◆ **Prompt 1**
How many lines of the records contain the string "drooping"? Case counts. Reply with the number alone.

◆ **Passage to read**

Exploring the open source of graph computing frameworks

Amy Kelly
3 min readJul 5, 2021

In recent years, with the continuous improvement of server computing speed and the continuous decline of data storage costs, knowledge graphs, sensor networks, and social networks have achieved rapid development, making graph data an important source in big data. The top 100 companies in the world are gradually increasing the proportion of using graph databases, graph-driven algorithms and analysis will become the key technologies in the 2020s.

As graph computing continues to be popular today, understanding and mastering the graph computing framework will help data scientists discover the interdependence and correlation in big data. Now, I will introduce several well-known graph computing frameworks in the industry!

Frameworks 1: NetworkX

NetworkX was created in May 2002. It is a graph theory and complex network modeling tool developed in Python language. The package provides classes for graph objects, generators to create standard graphs, IO routines for reading in existing datasets, algorithms to analyze the resulting networks, and some basic drawing tools. By using NetworkX, you can store networks in standardized and non-standardized data formats, analyze network structures, establish network models, design new network algorithms, and perform network drawings.

Frameworks 2: GraphX

GraphX is a Spark API, which is used for graph and parallel graph calculations. The property graph is parameterized over the vertex and edge types. These are the types of objects associated with each vertex and edge respectively. GraphX combines graph-parallel computing and data-parallel to the system, which efficiently executes complex graph algorithms.

Although distributed graph systems can calculate PageRank and other algorithms very well, they are not suitable for constructing graphs from different data sources or calculating features across multiple graphs. The calculation view of distributed graph systems can not handle those requirements for constructing and transforming graph structures. Therefore, the graph pipeline must be implemented by combining graph-parallel and data-parallel, this combination will inevitably lead to a large amount of data movement and data replication. It will also make such a system extremely complicated.

Frameworks 3: CuGraph

CuGraph is a collection of graphics algorithms implemented by Nvidia on Nvidia GPUs. Traditional machine learning wastes a lot of resources. To improve the efficiency of GPU utilization, RAPIDS specifically designed the CuGraph module to process graph data.

CuGraph is a collection of Python-based graphics algorithms implemented on Nvidia GPUs, which can speed up graphics processing and is mainly used to perform high-performance analysis on graphics. Data scientists and software developers can use these libraries to integrate GPU functionality into their work without understanding all the implementation and hardware details. CuGraph is a graph data analysis framework and cannot be used to replace graph databases. The main emphasis of CuGraph has shifted to common functions of databases such as adding, deleting, modifying, and querying when they analyze graph data.

◆ **Record extracts**

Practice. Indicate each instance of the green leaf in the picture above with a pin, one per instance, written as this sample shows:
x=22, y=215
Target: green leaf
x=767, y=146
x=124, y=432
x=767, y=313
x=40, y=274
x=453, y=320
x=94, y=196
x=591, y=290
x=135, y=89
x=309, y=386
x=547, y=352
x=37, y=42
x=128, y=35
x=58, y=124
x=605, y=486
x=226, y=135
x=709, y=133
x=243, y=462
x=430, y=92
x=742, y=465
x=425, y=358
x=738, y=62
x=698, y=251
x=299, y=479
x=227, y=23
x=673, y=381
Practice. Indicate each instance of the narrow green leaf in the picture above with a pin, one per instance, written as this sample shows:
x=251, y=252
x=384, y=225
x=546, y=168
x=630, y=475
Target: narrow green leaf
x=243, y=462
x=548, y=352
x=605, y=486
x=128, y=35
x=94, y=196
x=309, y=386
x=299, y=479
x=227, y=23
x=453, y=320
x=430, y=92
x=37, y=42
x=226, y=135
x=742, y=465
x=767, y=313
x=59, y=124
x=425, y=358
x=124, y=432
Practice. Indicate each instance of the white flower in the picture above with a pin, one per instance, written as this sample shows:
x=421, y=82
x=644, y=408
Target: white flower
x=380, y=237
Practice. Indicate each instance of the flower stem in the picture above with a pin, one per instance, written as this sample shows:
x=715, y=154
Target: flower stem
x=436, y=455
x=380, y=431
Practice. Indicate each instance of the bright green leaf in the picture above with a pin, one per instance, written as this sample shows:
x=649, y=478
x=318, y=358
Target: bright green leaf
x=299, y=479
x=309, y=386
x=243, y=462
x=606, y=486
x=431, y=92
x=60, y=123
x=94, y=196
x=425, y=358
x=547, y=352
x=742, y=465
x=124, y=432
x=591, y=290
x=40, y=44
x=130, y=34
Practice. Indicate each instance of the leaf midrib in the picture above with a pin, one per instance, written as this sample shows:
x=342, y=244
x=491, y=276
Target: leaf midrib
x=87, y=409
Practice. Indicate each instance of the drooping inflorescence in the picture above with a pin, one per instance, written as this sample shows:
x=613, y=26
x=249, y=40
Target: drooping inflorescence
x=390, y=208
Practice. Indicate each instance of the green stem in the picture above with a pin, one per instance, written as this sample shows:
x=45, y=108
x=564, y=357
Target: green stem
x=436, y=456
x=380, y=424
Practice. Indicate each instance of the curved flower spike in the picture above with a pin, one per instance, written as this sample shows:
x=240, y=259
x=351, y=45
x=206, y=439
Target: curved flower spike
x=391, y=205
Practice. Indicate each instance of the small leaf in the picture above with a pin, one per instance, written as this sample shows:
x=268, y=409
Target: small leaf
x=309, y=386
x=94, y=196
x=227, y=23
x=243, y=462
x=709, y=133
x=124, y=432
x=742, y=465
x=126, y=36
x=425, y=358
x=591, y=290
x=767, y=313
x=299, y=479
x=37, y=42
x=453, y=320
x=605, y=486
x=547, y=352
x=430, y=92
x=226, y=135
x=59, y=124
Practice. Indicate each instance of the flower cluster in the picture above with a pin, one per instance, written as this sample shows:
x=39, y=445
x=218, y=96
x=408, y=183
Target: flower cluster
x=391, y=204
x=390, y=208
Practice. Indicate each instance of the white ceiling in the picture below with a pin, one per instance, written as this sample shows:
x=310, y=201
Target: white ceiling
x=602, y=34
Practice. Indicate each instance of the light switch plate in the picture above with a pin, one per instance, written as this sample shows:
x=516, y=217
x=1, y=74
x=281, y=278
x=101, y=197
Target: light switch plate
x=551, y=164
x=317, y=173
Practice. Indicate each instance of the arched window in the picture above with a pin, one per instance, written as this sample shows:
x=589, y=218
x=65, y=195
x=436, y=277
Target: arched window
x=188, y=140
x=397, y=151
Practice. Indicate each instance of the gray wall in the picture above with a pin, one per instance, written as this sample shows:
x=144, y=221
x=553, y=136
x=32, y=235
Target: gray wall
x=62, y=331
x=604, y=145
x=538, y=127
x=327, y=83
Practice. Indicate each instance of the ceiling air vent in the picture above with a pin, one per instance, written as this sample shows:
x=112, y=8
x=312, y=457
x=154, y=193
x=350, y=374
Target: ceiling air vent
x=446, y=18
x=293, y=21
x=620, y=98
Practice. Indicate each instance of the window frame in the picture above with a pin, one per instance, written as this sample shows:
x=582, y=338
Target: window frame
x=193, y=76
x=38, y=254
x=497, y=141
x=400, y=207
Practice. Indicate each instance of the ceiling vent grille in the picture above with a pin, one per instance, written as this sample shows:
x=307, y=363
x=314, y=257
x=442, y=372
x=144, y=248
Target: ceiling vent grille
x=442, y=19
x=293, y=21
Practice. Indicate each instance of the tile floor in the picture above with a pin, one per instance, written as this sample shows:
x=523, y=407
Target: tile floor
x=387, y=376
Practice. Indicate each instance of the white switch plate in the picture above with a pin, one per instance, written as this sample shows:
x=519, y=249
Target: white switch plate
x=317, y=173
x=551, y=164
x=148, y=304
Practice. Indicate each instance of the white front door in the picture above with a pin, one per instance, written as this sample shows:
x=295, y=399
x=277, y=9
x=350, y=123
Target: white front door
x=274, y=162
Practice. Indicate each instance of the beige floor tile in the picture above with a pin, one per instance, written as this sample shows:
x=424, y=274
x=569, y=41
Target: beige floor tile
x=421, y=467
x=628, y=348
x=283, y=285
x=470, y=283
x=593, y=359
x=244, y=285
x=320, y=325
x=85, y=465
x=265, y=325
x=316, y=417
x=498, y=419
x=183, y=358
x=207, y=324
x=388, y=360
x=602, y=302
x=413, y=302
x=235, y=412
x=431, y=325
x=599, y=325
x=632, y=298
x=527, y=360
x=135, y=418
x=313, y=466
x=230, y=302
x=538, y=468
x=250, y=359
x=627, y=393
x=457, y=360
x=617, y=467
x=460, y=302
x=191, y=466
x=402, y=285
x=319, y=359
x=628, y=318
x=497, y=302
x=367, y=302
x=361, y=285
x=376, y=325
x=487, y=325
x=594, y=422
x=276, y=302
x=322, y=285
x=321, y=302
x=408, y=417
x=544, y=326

◆ **Prompt 2**
According to the page on graph computing frameworks, what does the NetworkX package provide? List every item it names.

◆ **Exercise answer 1**
2

◆ **Exercise answer 2**
- Classes for graph objects
- Generators to create standard graphs
- IO routines for reading in existing datasets
- Algorithms to analyze the resulting networks
- Some basic drawing tools